What is being asked: Find every line in the data below that contains the string "trunk", and copy each one out. Case counts.

:: Rows ::

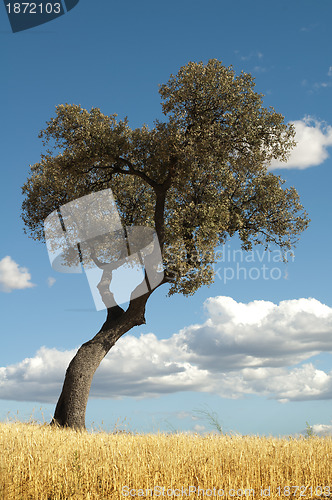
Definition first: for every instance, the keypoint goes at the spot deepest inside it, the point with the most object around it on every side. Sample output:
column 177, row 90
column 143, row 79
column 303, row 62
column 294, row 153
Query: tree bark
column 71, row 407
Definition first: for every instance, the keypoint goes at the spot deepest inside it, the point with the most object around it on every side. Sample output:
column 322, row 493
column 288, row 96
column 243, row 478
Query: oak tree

:::
:: Rows ::

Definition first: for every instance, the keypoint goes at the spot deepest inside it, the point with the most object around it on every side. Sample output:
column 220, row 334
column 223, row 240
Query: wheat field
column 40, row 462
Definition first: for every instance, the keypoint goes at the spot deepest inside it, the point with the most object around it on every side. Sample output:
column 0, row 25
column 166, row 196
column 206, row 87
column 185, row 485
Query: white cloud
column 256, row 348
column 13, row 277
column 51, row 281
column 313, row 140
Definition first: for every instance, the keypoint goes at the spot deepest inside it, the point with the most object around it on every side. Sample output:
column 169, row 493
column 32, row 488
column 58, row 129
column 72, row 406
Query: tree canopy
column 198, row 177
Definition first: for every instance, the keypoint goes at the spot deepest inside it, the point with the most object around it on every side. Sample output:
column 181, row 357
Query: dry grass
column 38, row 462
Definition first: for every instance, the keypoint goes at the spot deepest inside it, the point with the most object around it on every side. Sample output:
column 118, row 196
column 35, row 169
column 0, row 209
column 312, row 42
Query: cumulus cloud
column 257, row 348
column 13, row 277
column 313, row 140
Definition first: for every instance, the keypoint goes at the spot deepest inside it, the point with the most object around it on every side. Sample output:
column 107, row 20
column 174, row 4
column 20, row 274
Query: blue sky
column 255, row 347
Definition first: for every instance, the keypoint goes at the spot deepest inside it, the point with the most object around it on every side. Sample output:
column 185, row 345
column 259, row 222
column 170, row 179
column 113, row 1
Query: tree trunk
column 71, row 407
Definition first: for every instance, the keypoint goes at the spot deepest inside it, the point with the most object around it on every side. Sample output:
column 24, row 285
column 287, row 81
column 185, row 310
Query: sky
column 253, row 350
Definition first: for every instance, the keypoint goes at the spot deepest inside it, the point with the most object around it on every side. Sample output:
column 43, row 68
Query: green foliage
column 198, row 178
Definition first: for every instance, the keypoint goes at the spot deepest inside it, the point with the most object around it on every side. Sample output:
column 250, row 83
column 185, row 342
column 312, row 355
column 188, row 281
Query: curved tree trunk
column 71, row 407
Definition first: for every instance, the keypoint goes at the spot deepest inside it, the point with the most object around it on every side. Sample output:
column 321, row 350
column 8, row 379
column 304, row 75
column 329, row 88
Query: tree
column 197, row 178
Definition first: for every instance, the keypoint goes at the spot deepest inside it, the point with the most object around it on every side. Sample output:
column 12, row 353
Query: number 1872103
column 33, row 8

:::

Solution:
Query: tree trunk
Query: curved tree trunk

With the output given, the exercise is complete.